╭─ Extract provided

My father and I share a love of all sports. New York sports, the Yankees, Rangers, and the football Giants. The Knicks, what ever happened to them?
Years ago when my Dad came home from work after a long ride on the NYC subway he was glad to have a catch with me in the driveway. Hey, I needed to work on my Police Athletic League Little League curveball, my fastball, and my father was more than happy to squat down, catcher’s mitt in hand, and wait for my pitches. He may have been tired but he never showed any signs of slowing down. He held the glove straight and true and waited as I snapped off my pitches.
And then there were times when I waited for his return from work so we could get a good start out for our drive to Yankee Stadium over the Triborough Bridge. We bought roast beef sandwiches from Bruno’s Deli, on Grand Avenue for our dinner.
The toll on the bridge was 25 cents, maybe 50. I’m afraid to ask what it is today. We rushed along so we might be early enough to watch Mickey Mantle and Roger Maris take batting practice. God; was there anything better than this?
It was the time of the original Yankee Stadium, the one Babe Ruth built in the 1920’s, the high arching facade, the three monuments set deep out in center field, the only Yankee Stadium; and to me it was a cathedral, a world within itself. I’ll never forget its image, the enormity of its presence. The beautiful green grass, the bright brown dirt of the infield and nothing will ever be the same. They may have rebuilt the original stadium and eventually created a brand new one in 2009, but nothing can compare to the original Yankee Stadium, the real one, the only one! Its memory must always live on, and on, for those great players, Ruth, Gehrig, Mantle, Berra who for years dominated the world of baseball.
We all knew it couldn’t last forever but to a child, a sports fan, it was a dream come true, come alive! No sports setting will ever live up to the excellence of the Yankees, and the real New York Yankee Stadium; their classy and sleek pinstripe uniforms. Did you know the Yankees made their uniforms pinstripes in hopes of making the great Babe Ruth look thinner? It’s true. Look it up.

╰─
╭─ Records supplied

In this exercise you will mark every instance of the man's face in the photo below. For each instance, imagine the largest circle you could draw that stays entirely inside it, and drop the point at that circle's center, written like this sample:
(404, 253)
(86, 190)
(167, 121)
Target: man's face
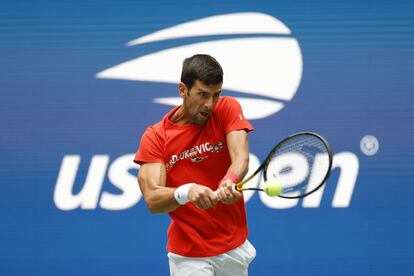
(200, 101)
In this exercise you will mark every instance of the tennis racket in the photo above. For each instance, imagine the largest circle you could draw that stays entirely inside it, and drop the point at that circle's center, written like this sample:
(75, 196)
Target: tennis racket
(296, 167)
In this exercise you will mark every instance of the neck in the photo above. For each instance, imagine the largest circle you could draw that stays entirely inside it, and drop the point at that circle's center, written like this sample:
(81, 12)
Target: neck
(180, 117)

╰─

» **Task to carry out**: Write out the whole memoir of going to Yankee Stadium with a father, word for word. The listing has no connection to the text about the Yankees.

» **Result**:
My father and I share a love of all sports. New York sports, the Yankees, Rangers, and the football Giants. The Knicks, what ever happened to them?
Years ago when my Dad came home from work after a long ride on the NYC subway he was glad to have a catch with me in the driveway. Hey, I needed to work on my Police Athletic League Little League curveball, my fastball, and my father was more than happy to squat down, catcher’s mitt in hand, and wait for my pitches. He may have been tired but he never showed any signs of slowing down. He held the glove straight and true and waited as I snapped off my pitches.
And then there were times when I waited for his return from work so we could get a good start out for our drive to Yankee Stadium over the Triborough Bridge. We bought roast beef sandwiches from Bruno’s Deli, on Grand Avenue for our dinner.
The toll on the bridge was 25 cents, maybe 50. I’m afraid to ask what it is today. We rushed along so we might be early enough to watch Mickey Mantle and Roger Maris take batting practice. God; was there anything better than this?
It was the time of the original Yankee Stadium, the one Babe Ruth built in the 1920’s, the high arching facade, the three monuments set deep out in center field, the only Yankee Stadium; and to me it was a cathedral, a world within itself. I’ll never forget its image, the enormity of its presence. The beautiful green grass, the bright brown dirt of the infield and nothing will ever be the same. They may have rebuilt the original stadium and eventually created a brand new one in 2009, but nothing can compare to the original Yankee Stadium, the real one, the only one! Its memory must always live on, and on, for those great players, Ruth, Gehrig, Mantle, Berra who for years dominated the world of baseball.
We all knew it couldn’t last forever but to a child, a sports fan, it was a dream come true, come alive! No sports setting will ever live up to the excellence of the Yankees, and the real New York Yankee Stadium; their classy and sleek pinstripe uniforms. Did you know the Yankees made their uniforms pinstripes in hopes of making the great Babe Ruth look thinner? It’s true. Look it up.